Exercise data:

--------------------

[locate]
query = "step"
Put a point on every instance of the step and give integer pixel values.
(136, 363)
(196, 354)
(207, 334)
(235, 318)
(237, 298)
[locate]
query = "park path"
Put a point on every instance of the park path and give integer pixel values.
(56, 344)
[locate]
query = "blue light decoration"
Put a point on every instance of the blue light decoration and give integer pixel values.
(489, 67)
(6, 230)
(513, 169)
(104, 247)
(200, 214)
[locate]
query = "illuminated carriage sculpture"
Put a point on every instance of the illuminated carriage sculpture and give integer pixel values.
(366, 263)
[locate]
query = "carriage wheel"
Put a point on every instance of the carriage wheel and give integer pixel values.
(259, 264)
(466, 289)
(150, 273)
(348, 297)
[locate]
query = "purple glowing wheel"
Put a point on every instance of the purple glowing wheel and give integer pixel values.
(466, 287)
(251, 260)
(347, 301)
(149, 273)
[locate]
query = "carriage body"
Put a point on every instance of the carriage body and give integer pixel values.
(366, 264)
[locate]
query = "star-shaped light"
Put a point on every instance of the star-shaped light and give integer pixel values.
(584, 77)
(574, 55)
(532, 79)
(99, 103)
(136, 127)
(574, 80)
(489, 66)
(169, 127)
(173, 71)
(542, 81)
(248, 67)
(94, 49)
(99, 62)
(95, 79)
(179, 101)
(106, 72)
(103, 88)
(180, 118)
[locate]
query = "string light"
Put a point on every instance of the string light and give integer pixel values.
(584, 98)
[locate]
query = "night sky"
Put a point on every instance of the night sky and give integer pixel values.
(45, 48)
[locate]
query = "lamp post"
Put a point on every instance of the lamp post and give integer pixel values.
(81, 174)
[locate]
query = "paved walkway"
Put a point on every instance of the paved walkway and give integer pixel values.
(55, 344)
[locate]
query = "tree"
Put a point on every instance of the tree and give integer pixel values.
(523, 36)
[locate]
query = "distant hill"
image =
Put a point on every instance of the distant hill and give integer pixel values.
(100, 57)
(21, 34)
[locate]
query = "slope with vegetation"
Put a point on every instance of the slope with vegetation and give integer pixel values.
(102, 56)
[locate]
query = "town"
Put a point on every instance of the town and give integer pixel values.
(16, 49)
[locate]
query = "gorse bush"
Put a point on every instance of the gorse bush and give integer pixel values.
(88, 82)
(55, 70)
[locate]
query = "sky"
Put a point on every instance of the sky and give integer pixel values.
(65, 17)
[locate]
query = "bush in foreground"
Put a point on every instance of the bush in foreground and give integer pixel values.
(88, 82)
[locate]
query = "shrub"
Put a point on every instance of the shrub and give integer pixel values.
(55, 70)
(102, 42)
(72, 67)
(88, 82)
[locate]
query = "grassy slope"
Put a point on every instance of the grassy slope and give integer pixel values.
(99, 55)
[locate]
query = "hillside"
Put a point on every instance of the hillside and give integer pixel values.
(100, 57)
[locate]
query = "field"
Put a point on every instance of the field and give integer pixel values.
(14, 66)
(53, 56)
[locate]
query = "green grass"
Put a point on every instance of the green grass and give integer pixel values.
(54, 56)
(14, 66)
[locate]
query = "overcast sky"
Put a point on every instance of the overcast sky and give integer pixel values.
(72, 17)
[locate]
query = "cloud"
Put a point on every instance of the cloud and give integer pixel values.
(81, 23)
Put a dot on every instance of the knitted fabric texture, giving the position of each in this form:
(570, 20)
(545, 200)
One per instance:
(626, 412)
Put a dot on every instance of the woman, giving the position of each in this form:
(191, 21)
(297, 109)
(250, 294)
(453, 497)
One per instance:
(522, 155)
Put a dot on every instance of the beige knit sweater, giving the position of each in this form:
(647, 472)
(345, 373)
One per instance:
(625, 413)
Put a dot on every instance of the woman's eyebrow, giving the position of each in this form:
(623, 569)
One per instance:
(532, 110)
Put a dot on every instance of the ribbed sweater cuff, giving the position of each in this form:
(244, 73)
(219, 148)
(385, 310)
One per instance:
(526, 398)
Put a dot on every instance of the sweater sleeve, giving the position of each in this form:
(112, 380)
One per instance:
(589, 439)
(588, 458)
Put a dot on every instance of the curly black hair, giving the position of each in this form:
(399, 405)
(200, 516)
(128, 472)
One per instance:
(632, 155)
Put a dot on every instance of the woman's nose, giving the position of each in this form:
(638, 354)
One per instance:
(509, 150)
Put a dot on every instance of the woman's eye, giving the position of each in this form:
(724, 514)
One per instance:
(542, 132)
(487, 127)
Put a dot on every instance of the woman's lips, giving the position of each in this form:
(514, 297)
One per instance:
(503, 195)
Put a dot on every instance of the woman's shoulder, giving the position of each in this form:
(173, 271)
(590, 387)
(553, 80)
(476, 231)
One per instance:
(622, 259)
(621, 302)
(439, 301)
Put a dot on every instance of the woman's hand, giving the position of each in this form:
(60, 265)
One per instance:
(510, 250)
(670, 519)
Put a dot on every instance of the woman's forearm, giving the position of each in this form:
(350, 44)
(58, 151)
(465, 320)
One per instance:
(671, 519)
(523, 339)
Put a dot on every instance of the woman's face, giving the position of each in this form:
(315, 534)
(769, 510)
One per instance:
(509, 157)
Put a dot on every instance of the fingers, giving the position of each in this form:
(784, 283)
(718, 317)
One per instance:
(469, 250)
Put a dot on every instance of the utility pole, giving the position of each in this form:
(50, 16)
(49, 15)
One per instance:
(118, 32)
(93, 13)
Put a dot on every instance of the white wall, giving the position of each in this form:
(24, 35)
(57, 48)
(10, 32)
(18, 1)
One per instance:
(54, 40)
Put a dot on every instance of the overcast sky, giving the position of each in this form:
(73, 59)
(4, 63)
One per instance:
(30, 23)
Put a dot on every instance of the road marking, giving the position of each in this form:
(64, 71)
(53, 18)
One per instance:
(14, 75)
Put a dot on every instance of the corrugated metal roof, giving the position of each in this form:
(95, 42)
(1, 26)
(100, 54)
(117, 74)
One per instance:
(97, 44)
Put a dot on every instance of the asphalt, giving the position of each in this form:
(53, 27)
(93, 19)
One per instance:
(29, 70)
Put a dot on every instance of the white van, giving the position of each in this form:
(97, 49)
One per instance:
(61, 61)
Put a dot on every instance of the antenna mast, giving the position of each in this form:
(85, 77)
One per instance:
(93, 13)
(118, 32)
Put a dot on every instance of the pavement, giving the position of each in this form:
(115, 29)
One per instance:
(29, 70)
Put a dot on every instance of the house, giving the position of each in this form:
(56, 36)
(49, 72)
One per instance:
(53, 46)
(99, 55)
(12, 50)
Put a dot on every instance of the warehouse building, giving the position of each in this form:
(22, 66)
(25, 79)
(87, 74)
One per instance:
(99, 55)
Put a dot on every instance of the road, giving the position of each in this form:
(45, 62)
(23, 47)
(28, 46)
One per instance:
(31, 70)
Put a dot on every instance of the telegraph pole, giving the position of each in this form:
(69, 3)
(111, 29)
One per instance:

--------------------

Task item: From the data above, copy each line with the string "sweater" in it.

Problem solution:
Put a dot on every instance of the beige knit sweater, giving the position of each in this form:
Put a dot on every instance of the ribbed sweater cuff, giving the position of each in this form:
Put a dot on every instance of the sweater sleeve, giving the position of each in this form:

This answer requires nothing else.